(Collected data entries)

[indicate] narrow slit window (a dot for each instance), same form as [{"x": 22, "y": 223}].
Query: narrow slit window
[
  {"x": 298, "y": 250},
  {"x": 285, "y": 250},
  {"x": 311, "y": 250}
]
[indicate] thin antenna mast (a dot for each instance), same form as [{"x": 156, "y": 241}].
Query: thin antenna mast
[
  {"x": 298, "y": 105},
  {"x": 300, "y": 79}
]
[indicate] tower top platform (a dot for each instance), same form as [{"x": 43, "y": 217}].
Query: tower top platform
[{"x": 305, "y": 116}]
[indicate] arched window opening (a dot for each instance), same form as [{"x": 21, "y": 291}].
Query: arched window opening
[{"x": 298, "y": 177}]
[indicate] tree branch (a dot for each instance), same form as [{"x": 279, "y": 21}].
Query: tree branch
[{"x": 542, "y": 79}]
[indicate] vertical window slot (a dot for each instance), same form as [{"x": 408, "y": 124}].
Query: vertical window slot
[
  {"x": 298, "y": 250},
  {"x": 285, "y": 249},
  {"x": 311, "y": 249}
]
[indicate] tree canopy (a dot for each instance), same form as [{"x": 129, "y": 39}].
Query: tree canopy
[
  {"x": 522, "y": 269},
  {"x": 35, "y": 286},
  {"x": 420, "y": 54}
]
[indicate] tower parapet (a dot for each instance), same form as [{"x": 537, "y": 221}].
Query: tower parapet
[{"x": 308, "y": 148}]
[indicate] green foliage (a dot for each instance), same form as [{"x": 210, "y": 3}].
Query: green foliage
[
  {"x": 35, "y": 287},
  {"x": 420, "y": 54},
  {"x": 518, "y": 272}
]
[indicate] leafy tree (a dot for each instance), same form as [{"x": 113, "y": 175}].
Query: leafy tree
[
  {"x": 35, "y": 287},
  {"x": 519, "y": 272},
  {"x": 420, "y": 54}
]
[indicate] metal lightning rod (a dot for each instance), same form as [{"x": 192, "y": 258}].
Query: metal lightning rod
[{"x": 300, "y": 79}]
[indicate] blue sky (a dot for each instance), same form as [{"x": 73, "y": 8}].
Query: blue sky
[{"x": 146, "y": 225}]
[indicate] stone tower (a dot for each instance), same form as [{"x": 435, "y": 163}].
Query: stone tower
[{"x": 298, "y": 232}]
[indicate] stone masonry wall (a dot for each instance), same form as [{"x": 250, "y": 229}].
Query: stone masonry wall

What is being asked:
Each line shown above must be repeated exactly.

Exercise solution:
[indicate] narrow slit window (a dot for each instance), same form as [{"x": 22, "y": 223}].
Query: narrow slit window
[
  {"x": 298, "y": 250},
  {"x": 285, "y": 250},
  {"x": 311, "y": 250}
]
[indicate] thin antenna mast (a dot for each instance), same form as [{"x": 156, "y": 241}].
Query: thin antenna mast
[
  {"x": 298, "y": 105},
  {"x": 300, "y": 79}
]
[indicate] tower top platform (a dot for each instance), same form as [{"x": 43, "y": 217}].
Query: tower top platform
[{"x": 305, "y": 116}]
[indicate] arched window opening (a dot for each instance), same form as [{"x": 21, "y": 291}].
Query: arched window opening
[{"x": 298, "y": 177}]
[indicate] tree branch (a dot for each instance), same form as [{"x": 279, "y": 21}].
Query: tree branch
[{"x": 542, "y": 79}]
[indicate] vertical window slot (a dot for each instance), same form as [{"x": 408, "y": 124}].
Query: vertical window slot
[
  {"x": 298, "y": 250},
  {"x": 285, "y": 249},
  {"x": 311, "y": 249}
]
[indicate] tree canopy (a dot for each instance), same form as [{"x": 129, "y": 39}].
Query: tree canopy
[
  {"x": 522, "y": 269},
  {"x": 35, "y": 286},
  {"x": 420, "y": 54}
]
[indicate] tower parapet (a dot for each instance), same form as [{"x": 537, "y": 221}].
Query: tower parapet
[{"x": 308, "y": 148}]
[indicate] green foliage (a dot for each instance), same form as [{"x": 210, "y": 3}].
Query: green foliage
[
  {"x": 35, "y": 287},
  {"x": 420, "y": 54},
  {"x": 518, "y": 272}
]
[indicate] leafy tree (a dot for each instance), same form as [{"x": 113, "y": 175}].
Query: leafy tree
[
  {"x": 35, "y": 287},
  {"x": 519, "y": 272},
  {"x": 420, "y": 54}
]
[indicate] metal lightning rod (a dot for each instance), same form as [{"x": 192, "y": 258}].
Query: metal lightning rod
[{"x": 300, "y": 79}]
[indicate] blue sky (a dot for each instance), same form as [{"x": 73, "y": 8}].
Query: blue sky
[{"x": 146, "y": 225}]
[indicate] stone tower (a dot for each instance), same form as [{"x": 435, "y": 163}].
Query: stone tower
[{"x": 298, "y": 232}]
[indicate] stone masonry wall (a dot for each instance), same form as [{"x": 250, "y": 229}].
Query: stone masonry wall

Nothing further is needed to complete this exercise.